Dataset entries>
╔══

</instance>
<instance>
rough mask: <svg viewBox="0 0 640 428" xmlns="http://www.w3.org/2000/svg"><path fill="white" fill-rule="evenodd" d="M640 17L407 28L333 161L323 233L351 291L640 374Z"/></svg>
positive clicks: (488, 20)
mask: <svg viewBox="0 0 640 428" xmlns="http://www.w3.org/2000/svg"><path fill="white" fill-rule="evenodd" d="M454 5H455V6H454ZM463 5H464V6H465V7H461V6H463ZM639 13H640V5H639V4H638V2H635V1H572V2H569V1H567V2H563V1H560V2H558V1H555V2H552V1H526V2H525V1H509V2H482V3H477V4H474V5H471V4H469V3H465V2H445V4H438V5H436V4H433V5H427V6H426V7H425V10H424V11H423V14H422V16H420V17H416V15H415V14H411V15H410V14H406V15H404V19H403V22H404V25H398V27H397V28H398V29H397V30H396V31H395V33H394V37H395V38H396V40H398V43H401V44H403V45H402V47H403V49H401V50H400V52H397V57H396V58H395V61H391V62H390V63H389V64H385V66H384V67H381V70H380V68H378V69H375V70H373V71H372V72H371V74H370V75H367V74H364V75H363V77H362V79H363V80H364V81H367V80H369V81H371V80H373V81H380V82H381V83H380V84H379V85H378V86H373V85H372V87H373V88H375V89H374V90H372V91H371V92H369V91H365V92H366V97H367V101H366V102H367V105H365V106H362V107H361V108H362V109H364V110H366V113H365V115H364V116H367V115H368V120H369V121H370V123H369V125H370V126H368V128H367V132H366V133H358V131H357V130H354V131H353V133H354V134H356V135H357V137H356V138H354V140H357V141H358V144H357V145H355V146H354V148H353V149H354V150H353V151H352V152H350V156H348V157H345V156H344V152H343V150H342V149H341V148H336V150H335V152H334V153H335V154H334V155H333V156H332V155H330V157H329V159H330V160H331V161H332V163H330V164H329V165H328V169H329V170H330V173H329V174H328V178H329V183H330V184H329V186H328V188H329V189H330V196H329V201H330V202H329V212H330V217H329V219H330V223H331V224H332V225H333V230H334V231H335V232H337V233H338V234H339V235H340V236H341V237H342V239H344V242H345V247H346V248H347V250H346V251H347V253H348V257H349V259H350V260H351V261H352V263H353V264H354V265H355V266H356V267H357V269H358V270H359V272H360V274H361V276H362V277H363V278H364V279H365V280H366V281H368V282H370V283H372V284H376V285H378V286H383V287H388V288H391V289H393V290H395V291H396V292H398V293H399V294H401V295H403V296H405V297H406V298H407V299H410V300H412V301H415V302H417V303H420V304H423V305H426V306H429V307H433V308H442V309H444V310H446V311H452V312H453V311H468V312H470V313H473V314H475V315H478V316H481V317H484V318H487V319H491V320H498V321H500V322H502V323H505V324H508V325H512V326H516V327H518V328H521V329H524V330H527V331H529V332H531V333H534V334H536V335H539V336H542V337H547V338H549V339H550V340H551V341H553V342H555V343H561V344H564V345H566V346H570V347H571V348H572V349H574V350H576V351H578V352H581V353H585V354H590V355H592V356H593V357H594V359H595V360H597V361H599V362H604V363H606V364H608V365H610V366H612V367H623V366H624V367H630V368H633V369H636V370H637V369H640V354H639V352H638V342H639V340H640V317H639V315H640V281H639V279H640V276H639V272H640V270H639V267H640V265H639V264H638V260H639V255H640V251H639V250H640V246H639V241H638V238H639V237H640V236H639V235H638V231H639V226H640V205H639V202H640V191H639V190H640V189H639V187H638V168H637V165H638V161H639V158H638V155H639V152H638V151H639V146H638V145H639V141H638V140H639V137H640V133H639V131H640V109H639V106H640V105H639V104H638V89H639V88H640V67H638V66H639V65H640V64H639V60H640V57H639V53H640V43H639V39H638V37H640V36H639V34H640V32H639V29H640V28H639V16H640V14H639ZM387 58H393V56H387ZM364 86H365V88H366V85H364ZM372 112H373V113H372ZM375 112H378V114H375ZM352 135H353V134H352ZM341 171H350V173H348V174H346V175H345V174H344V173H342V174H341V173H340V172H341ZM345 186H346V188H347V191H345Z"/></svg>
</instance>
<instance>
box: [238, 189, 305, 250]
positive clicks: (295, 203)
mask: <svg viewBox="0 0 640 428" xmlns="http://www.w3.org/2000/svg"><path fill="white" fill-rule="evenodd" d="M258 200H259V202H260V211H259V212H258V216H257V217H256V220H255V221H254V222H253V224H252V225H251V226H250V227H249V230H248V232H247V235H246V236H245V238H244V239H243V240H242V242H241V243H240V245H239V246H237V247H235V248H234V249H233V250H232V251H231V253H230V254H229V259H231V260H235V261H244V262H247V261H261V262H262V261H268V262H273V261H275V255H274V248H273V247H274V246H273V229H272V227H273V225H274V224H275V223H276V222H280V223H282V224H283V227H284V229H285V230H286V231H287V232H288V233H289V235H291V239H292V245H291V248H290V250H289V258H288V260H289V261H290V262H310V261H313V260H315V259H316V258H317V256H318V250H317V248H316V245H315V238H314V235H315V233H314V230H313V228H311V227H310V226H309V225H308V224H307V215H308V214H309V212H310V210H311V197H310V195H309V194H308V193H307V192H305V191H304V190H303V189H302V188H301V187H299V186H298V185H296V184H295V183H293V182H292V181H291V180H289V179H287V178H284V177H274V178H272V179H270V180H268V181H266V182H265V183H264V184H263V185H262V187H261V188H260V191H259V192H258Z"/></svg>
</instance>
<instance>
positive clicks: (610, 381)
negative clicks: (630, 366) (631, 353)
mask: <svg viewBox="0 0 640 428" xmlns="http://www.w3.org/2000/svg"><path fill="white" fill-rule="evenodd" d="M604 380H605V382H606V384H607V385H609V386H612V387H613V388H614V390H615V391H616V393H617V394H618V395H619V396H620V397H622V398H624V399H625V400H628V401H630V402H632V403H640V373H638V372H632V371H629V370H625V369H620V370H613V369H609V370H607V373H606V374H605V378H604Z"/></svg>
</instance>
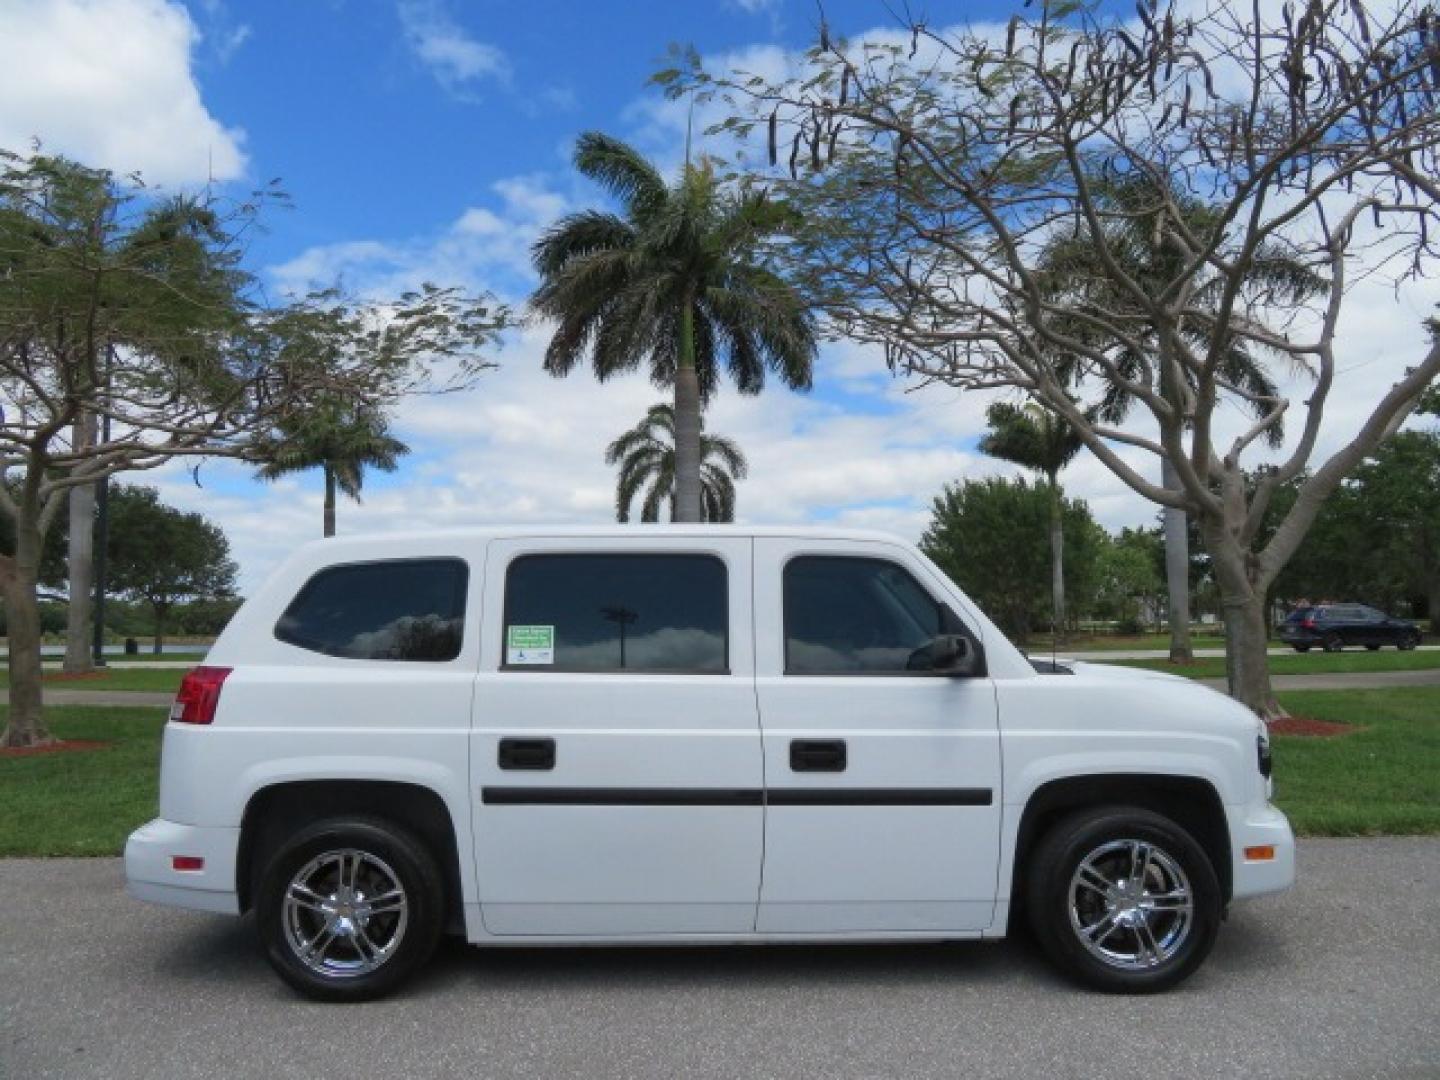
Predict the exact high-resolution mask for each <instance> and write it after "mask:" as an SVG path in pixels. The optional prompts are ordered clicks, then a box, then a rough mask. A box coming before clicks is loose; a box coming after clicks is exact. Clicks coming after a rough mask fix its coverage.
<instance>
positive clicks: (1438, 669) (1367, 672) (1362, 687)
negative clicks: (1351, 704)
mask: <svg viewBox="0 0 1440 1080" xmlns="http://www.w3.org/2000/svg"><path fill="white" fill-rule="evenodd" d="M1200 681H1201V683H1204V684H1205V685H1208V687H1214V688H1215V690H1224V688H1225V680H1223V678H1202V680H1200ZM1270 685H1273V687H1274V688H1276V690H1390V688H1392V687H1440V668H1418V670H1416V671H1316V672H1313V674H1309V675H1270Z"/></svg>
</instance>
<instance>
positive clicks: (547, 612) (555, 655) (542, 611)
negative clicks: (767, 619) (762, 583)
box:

╚══

WORK ITEM>
Copy the lines of the data above exactly as written, beginning with the line containing "Predict the exact" and ending with the line containing "positive clicks: (1438, 669)", and leave out all other lines.

ANSWER TO THE EXERCISE>
Predict the exact high-resolution mask for each <instance> and write it after "mask:" as an SVG path in pixels. The optional prompts are ordered clicks, then a box, then a rough mask. A box coming before clicks is loose; a box coming after clicks is exact. Clicks coming after a rough mask fix its coverage.
<instance>
positive clicks: (1438, 669) (1367, 672) (1362, 687)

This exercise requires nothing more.